Problem A:
Answer these questions from the text on the hacked-site link network:
(i) How many HTML files had been uploaded to each hacked website?
(ii) Roughly what share of the money sites were in Japanese on Japanese hosts?
(iii) How many domains were identified as the main money sites?
Problem B: Reproduce word for word the stretch of the text on the hacked-site link network from "Each hacked website" through "were hacked recently.".

Study text:
•••

View source on any of the hacked HTML pages and you’ll see all sorts of outbound links to all sorts of different sites, with the same exact footprint:
For example have a look see at the view source of the content area of this site:
A view of the source code revealed tons of outbound links to other hacked sites, which linked to the main money site.
I found hundreds of other hacked sites on this “network” all with 100’s or 1000’s of HTML files uploaded to their server. With each infected server I scanned, I found more and more money sites.
Each hacked website had anywhere from 100-2000 HTML files uploaded to it.
I did a few random “spot checks” on some of these domains, some of them have been hacked since mid-2014 but many of them were hacked recently.
At one point I thought it might be worth a long shot to do a WHOIS and see if I can correlate any of the registrant details to peg the owner (not that I’d out them or anything) but of course, the real money sites were all private WHOIS.
Looking up WHOIS website owner information of the hacked sites to let them know their sites were hacked.
One of the brilliant things about this “link network” is that it is both interdependent and independent at the same time. All sites rely on each other to help boost their link portfolio, but at the same time if one of them did a malware scan and deleted the files, it doesn’t affect the other sites in the network.
Here is one example of what one of the hacked URL’s looked like. At the surface it is a fully functioning eCommerce website, but in all actuality it is just a rendered HTML page with all links pointing to the “money site.” Any attempt to add an item to a cart etc will simply lead you to the money site.
Uploaded the hacked files to a quarantined server for further analysis
Most of the money sites had pretty much the same stack:
Money site looks identical to the hacked site
Again about 90% or so of the money sites were Japanese language on Japanese hosts.
In the end, I identified these 6 domains as the main “money sites” and really the ones responsible for this widespread attack:
(hell, no they don’t get a link)
Most of these domains have a very low domain authority with the exception of a few of them.
Basic Mistakes by the Hacker
While I was somewhat impressed that this attacker was motivated enough to break into all of these systems, they made a ton of mistakes and a huge footprint.

•••

Provided material:

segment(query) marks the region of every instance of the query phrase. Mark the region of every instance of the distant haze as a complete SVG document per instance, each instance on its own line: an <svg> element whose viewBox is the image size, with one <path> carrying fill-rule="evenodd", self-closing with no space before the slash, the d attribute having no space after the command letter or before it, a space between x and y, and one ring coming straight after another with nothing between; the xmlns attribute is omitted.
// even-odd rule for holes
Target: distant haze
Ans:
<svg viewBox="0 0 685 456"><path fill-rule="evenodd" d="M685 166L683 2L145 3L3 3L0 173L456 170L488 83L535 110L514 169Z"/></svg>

•••

Response A:
(i) Anywhere from 100 to 2000.
(ii) About 90%.
(iii) Six.

Response B:
Each hacked website had anywhere from 100-2000 HTML files uploaded to it.
I did a few random “spot checks” on some of these domains, some of them have been hacked since mid-2014 but many of them were hacked recently.